記述課題 1 » これから示す記録の行を、一字も変えずにすべて抜き出してください。

本文 »
日本のメディアはまったく触れていなかったが、朴槿恵の側でもこの合意に乗る事情があった。父の朴正煕大統領は戦時中は日本の植民地支配に協力した元軍人で、慰安婦制度の運用に携わった疑惑もある。慰安婦についての歴史学的検証が進むことはこの父・朴正煕の功罪という、政権の最大の強みと同時にアキレス腱に触れることになりかねなかったのだ。
それに日本側が常に逃げ場にしている戦後賠償に関する日韓協約も朴正煕が締結したものだ。本来なら元日本兵の韓国国民には権利がある恩給や、徴用工(強制労働)の未払い給金の踏み倒しを許す代わりに、多額の経済援助を得たことが、朴正煕が今でも評価される奇跡の経済成長の裏にはあった(日本で言われるほどその金の役割が大きかったわけではないが)。
朴槿恵にとってもこうした父の代の歴史的な責任の調査研究が進むよりは、なるべくうやむやかつ形式的に済まして、国民に向かっては日本からの1億を10億にまでつり上げ屈服させたと言えた方が、都合が良かったのだ。

記述課題 2 » 朴槿恵と慰安婦合意についての文章を、最後の文のあとから書き継いでください。

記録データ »
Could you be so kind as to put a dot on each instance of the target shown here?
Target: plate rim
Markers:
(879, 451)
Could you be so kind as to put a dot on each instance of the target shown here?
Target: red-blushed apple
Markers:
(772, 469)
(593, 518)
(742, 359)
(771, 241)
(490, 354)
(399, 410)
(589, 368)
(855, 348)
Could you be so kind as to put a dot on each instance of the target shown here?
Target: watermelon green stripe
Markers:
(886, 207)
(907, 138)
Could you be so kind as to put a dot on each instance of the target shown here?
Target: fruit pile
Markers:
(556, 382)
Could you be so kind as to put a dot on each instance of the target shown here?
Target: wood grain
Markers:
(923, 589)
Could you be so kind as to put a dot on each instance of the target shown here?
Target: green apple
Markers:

解答 1 »
Could you be so kind as to put a dot on each instance of the target shown here?
Target: plate rim
Markers:
(879, 451)
Could you be so kind as to put a dot on each instance of the target shown here?
Target: red-blushed apple
Markers:
(772, 469)
(593, 518)
(742, 359)
(771, 241)
(490, 354)
(399, 410)
(589, 368)
(855, 348)
Could you be so kind as to put a dot on each instance of the target shown here?
Target: watermelon green stripe
Markers:
(886, 207)
(907, 138)
Could you be so kind as to put a dot on each instance of the target shown here?
Target: fruit pile
Markers:
(556, 382)
Could you be so kind as to put a dot on each instance of the target shown here?
Target: wood grain
Markers:
(923, 589)
Could you be so kind as to put a dot on each instance of the target shown here?
Target: green apple
Markers:

解答 2 »
これがそもそもアメリカが裏で動いて結ばせたものだからこそ、安倍政権では交渉中に、米国務省に「決着宣言」を出すように要請までしている。もちろん日韓関係は建前としてはあくまで二つの主権国家どうしのことで、第三国であるアメリカがみだりに口を出してはいけないので、国務省はこの要請をあっさり断っていた。合意の発表を受けて米国務省報道官や国連の潘基文事務総長(当時)が歓迎する声明を出したのも、双方の主権国家を尊重したリップサービスでしかない。
合意違反はむしろ日本側
客観的にはあまりに分かりやすい事実関係の推移を、しかし日本のメディアはまったく報じようとせず、ニュースやワイドショーに登場する「識者」たちも政権に気兼ねしてなにも言わなかった。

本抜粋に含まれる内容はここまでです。